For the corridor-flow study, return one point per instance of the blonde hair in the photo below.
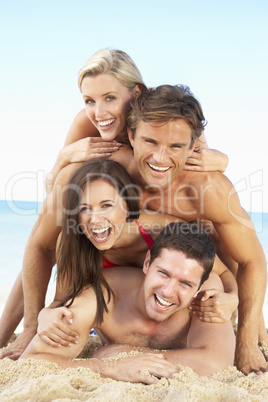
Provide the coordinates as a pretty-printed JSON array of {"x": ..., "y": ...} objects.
[{"x": 114, "y": 62}]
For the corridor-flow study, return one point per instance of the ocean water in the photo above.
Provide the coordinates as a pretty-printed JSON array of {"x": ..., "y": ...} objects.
[{"x": 16, "y": 221}]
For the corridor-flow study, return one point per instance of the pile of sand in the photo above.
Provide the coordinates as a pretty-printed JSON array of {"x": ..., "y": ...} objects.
[{"x": 38, "y": 380}]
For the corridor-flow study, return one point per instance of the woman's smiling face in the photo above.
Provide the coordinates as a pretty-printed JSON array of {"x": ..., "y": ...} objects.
[
  {"x": 102, "y": 214},
  {"x": 107, "y": 104}
]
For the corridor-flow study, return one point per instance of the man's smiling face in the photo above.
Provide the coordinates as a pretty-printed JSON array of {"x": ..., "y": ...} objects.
[
  {"x": 161, "y": 150},
  {"x": 171, "y": 282}
]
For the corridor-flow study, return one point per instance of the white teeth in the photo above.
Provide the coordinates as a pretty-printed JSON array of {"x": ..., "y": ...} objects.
[
  {"x": 163, "y": 302},
  {"x": 159, "y": 168},
  {"x": 102, "y": 230},
  {"x": 106, "y": 122}
]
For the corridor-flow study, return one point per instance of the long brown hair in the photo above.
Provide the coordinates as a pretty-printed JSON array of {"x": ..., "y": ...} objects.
[{"x": 79, "y": 262}]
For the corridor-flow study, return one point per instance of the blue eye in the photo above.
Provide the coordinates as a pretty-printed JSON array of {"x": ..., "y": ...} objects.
[{"x": 107, "y": 205}]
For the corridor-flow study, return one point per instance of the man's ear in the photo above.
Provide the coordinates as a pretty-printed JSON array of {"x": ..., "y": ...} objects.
[
  {"x": 191, "y": 150},
  {"x": 146, "y": 262},
  {"x": 130, "y": 137}
]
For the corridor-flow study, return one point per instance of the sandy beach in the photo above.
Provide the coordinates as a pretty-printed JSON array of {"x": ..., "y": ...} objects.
[{"x": 39, "y": 380}]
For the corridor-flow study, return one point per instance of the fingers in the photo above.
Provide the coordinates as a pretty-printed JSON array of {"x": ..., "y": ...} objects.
[
  {"x": 59, "y": 336},
  {"x": 11, "y": 353}
]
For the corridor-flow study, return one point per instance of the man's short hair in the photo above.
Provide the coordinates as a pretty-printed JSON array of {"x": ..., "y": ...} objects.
[
  {"x": 165, "y": 103},
  {"x": 191, "y": 240}
]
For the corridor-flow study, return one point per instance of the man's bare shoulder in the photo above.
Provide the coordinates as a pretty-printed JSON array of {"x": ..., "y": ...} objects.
[
  {"x": 216, "y": 179},
  {"x": 123, "y": 279},
  {"x": 124, "y": 156}
]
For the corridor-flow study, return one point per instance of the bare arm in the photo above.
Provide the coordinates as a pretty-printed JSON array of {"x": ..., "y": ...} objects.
[
  {"x": 204, "y": 159},
  {"x": 127, "y": 369},
  {"x": 210, "y": 346},
  {"x": 238, "y": 236}
]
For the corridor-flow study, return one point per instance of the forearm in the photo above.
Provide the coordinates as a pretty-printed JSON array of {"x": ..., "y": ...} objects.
[
  {"x": 37, "y": 266},
  {"x": 229, "y": 283},
  {"x": 61, "y": 161},
  {"x": 251, "y": 291}
]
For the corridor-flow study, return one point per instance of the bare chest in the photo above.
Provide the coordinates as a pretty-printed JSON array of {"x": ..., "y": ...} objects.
[{"x": 166, "y": 335}]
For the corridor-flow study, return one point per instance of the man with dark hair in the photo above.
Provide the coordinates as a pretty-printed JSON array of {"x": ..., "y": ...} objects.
[
  {"x": 149, "y": 310},
  {"x": 162, "y": 128}
]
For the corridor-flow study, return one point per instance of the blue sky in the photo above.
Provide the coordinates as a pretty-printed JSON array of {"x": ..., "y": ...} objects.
[{"x": 217, "y": 48}]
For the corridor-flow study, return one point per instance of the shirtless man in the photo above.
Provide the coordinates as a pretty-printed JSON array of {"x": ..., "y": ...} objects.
[
  {"x": 163, "y": 127},
  {"x": 149, "y": 310}
]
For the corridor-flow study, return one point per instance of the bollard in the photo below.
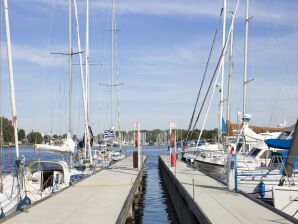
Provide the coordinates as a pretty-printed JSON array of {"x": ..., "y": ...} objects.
[{"x": 193, "y": 189}]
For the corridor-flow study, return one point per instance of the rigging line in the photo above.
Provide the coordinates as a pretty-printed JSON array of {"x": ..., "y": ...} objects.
[
  {"x": 219, "y": 64},
  {"x": 48, "y": 47},
  {"x": 1, "y": 88},
  {"x": 117, "y": 78},
  {"x": 204, "y": 76}
]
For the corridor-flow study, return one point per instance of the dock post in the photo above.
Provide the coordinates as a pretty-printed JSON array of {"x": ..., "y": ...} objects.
[
  {"x": 236, "y": 173},
  {"x": 193, "y": 189}
]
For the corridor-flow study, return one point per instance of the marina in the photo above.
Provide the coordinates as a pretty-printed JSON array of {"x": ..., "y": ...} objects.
[
  {"x": 104, "y": 197},
  {"x": 188, "y": 115},
  {"x": 209, "y": 201}
]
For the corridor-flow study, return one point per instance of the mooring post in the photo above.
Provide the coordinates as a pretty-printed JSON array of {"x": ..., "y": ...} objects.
[{"x": 193, "y": 189}]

_YOUR INSTRUCTIONS_: Print all of the entries word for word. Omit the pictures they contain.

_EXERCISE OUTPUT_:
For the corridor-flow study, return one point per instance of the blonde hair in the photo below.
Provide the coordinates as a pretty-printed JSON array of {"x": ..., "y": ...} objects.
[{"x": 114, "y": 62}]
For the corridor-flow study, return one point per instance of the ocean water in the photo above.
Provide the coordinates as a pretty-printed JSON array of {"x": ..., "y": ...} objects.
[{"x": 16, "y": 221}]
For the corridor-flow study, return one point per instance of the pile of sand in the photo above.
Provide the coordinates as a pretty-printed JSON array of {"x": ..., "y": ...} objects.
[{"x": 38, "y": 380}]
For the corridor-flow study, return one point per instance of the woman's smiling face in the photo above.
Provide the coordinates as a pretty-printed JSON array of {"x": ..., "y": ...} objects.
[
  {"x": 102, "y": 214},
  {"x": 107, "y": 104}
]
For the corridor-flow study, return one point per instance of the man's smiling face in the photo above.
Provide the coordinates as a pretty-printed JSON array of {"x": ..., "y": ...} objects.
[
  {"x": 161, "y": 150},
  {"x": 171, "y": 282}
]
For the corridor-flow study, return one point per instance of the white teeth in the photo above.
Provide the coordinates as a pretty-printed JSON array of {"x": ..., "y": ...} objects.
[
  {"x": 163, "y": 302},
  {"x": 159, "y": 168},
  {"x": 102, "y": 230},
  {"x": 106, "y": 122}
]
For the corridor-flow study, return one point per instance of the long brown hair in the photo above.
Provide the coordinates as a pretty-printed JSON array of {"x": ..., "y": ...} objects.
[{"x": 79, "y": 262}]
For the corridor-flow study, return one point per instance of the blue eye in the photo above.
Provide the coordinates as a pretty-printed JSON array of {"x": ..., "y": ...} objects.
[{"x": 107, "y": 205}]
For the corridor-flow study, return one point per instance of the man's ear in the photo above.
Provide the coordinates as a pretty-printed JSON array of {"x": ..., "y": ...} objects.
[
  {"x": 191, "y": 150},
  {"x": 146, "y": 262},
  {"x": 130, "y": 137}
]
For the corridor-flow study, return one point per instance of the sandy beach in the photo above.
Provide the coordinates as a pretty-printed JSON array of {"x": ..., "y": ...} objects.
[{"x": 39, "y": 380}]
For the corridor-flow study, return one point per instance of the fingers in the photo above.
Provide the coordinates as a pretty-printed JSON array of {"x": ..., "y": ...} objects.
[
  {"x": 59, "y": 336},
  {"x": 11, "y": 353}
]
For the corridor-flow study, return one point per instance of the man's short hair in the photo above.
Provide the coordinates as a pretty-printed JSON array of {"x": ..., "y": ...} objects.
[
  {"x": 165, "y": 103},
  {"x": 191, "y": 240}
]
For the corridor-flow study, return one point per instance of the man's bare shoulder in the photo above.
Provide the coordinates as a pretty-printed JSON array of {"x": ..., "y": ...} objects.
[
  {"x": 216, "y": 179},
  {"x": 123, "y": 279},
  {"x": 124, "y": 156}
]
For the corridor-flow study, return one point per instance of the bare arm in the photo above.
Provide the coordinates as a pretty-printed JSON array of {"x": ..., "y": ...} objects.
[
  {"x": 204, "y": 159},
  {"x": 127, "y": 369},
  {"x": 210, "y": 346},
  {"x": 238, "y": 236}
]
For the corridor-flow study, return one point per instance of the forearm in the photo above.
Provide the coordinates as a pretty-printed JSON array of {"x": ..., "y": ...} objects.
[
  {"x": 37, "y": 266},
  {"x": 229, "y": 283},
  {"x": 61, "y": 161},
  {"x": 251, "y": 291}
]
For the corridor-flow study, return one point per instance of the bare chest in the photo above.
Provide the coordinates as a pretty-printed JSON array of {"x": ..., "y": ...} objects.
[{"x": 166, "y": 335}]
For the corridor-flow study, return one point per instance of the man with dark hair in the photo above.
Provide the coordinates as a pretty-printed JSON array of {"x": ..., "y": ...} objects.
[
  {"x": 149, "y": 310},
  {"x": 162, "y": 128}
]
For the corridor-flow study, return one point per instance of the blue sky in the photo above.
Provide the coordinates as a pretty-printed JSON array of {"x": ..., "y": ...} objects.
[{"x": 217, "y": 48}]
For the corridor-flow study, return one point per instance of the shirtless man in the photo above.
Provide the coordinates as a pretty-printed JSON array of {"x": ..., "y": ...} objects.
[
  {"x": 163, "y": 127},
  {"x": 149, "y": 310}
]
For the corridor-flow study, return one point per instance of the bollard in the photo below.
Provide the coordinates as a pretty-printed JSON array of {"x": ..., "y": ...} objects.
[{"x": 193, "y": 189}]
For the corridor-flow study, return one point per instance of the rigging line in the photo above.
Provide the coordinates as a pretty-printed JSON array of {"x": ..., "y": ...} objects.
[
  {"x": 219, "y": 64},
  {"x": 48, "y": 47},
  {"x": 1, "y": 88},
  {"x": 117, "y": 78},
  {"x": 204, "y": 76}
]
For the corridor-flow study, return one point per instance of the dock post in the photo above.
Provide the coordinates as a pretty-printed JSON array of {"x": ..., "y": ...} objects.
[
  {"x": 236, "y": 173},
  {"x": 193, "y": 189}
]
For the corridor-flow study, return one point per instance of the marina in the photo above.
Provide the coordinates as a pretty-printed JSON array of {"x": ..., "y": ...} objects.
[
  {"x": 104, "y": 197},
  {"x": 188, "y": 115},
  {"x": 209, "y": 201}
]
For the corridor-flow study, return one point per instance of the mooring post in the photo above.
Provide the coordinates as a pretty-printed JSON array of {"x": ..., "y": ...} objects.
[{"x": 193, "y": 189}]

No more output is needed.